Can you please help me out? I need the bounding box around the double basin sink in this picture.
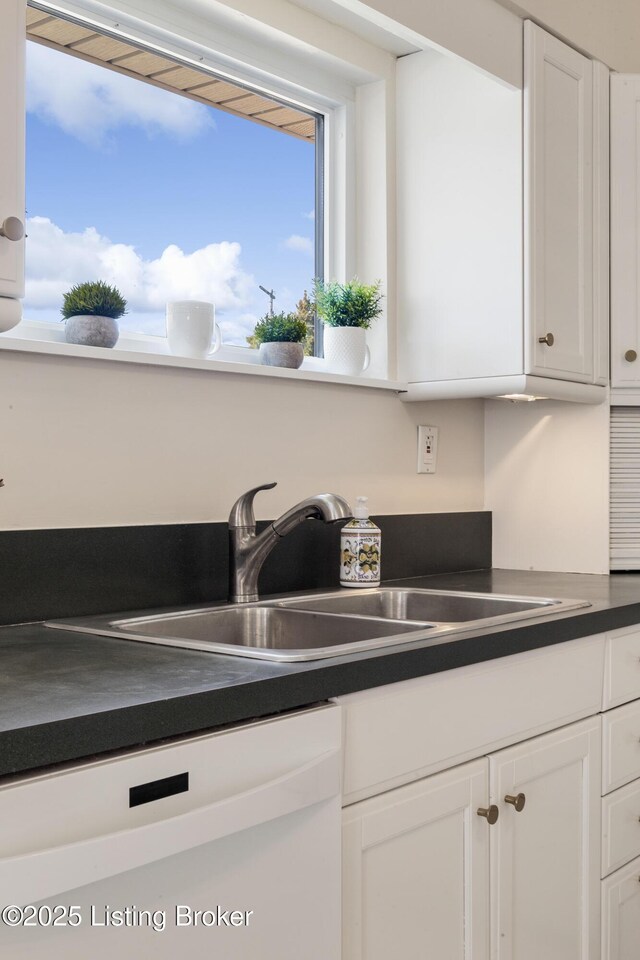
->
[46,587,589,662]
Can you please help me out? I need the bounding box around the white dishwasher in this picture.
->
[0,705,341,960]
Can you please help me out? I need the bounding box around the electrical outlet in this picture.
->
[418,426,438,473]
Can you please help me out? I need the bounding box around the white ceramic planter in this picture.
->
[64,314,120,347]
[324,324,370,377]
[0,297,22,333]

+++++

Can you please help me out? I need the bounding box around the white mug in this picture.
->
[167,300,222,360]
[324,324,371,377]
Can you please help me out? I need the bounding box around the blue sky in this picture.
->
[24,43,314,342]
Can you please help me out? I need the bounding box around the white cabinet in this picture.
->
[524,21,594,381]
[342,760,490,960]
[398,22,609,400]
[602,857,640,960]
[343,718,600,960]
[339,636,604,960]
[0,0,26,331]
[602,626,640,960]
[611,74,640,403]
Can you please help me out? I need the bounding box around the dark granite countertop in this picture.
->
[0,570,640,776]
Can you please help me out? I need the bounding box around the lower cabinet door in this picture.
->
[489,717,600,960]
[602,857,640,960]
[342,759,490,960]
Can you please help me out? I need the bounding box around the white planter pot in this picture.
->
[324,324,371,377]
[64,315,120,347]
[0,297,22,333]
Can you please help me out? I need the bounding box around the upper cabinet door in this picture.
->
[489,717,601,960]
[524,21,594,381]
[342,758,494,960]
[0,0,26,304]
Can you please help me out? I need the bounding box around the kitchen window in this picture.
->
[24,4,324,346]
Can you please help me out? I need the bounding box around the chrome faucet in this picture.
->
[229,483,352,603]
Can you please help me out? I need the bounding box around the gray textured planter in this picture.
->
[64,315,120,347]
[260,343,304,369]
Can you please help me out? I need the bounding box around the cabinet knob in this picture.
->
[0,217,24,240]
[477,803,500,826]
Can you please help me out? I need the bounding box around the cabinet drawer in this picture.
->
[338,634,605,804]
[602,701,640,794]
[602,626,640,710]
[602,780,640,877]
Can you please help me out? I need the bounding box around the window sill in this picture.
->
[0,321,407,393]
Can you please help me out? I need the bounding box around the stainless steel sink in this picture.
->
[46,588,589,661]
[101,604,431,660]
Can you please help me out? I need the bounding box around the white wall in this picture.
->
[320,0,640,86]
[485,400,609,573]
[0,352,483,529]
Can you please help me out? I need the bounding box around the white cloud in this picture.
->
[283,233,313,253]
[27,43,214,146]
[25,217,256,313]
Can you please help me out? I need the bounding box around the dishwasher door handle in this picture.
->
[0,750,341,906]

+++++

OBJECTIVE → Reproduce the records word for word, starting at the line that contains "sky in this picture." and ending after the line that contains "[477,803,500,826]".

TASK OUTPUT →
Can you please help me out? I need the bounding box around the blue sky in this picture.
->
[24,43,314,342]
Can you please help me out? I need the bounding box around the white cabinet in this picture.
->
[524,21,594,381]
[342,760,490,960]
[398,22,609,400]
[602,857,640,960]
[343,718,600,960]
[339,636,604,960]
[0,0,26,331]
[602,626,640,960]
[611,74,640,403]
Can you please help me out? I need the bounding box around the dark granite countertop in this picture.
->
[0,570,640,776]
Can you please help me out? I need the bounding box around the lower cabinet door in this picture.
->
[489,717,600,960]
[602,857,640,960]
[342,759,490,960]
Can you please help me out? I need the bounding box around the white planter pot in this picture.
->
[324,324,371,377]
[64,315,120,347]
[0,297,22,333]
Can you please help me out? I need the bounding box around the upper cabinet door in this picture.
->
[489,717,601,960]
[524,21,594,381]
[342,758,494,960]
[0,0,26,304]
Can you please help me out? I need the bounding box around the kitchen window in this picture.
->
[24,4,324,346]
Can you please help me out? I need the bounding box around the chrome faucet in this picture.
->
[229,483,352,603]
Can you please help me out? I need the bounding box around the gray textured planter in this picture.
->
[64,315,120,347]
[260,343,304,369]
Can you please help me out? I need the bounding box around the cabinet knob in this picture.
->
[0,217,24,240]
[477,803,500,826]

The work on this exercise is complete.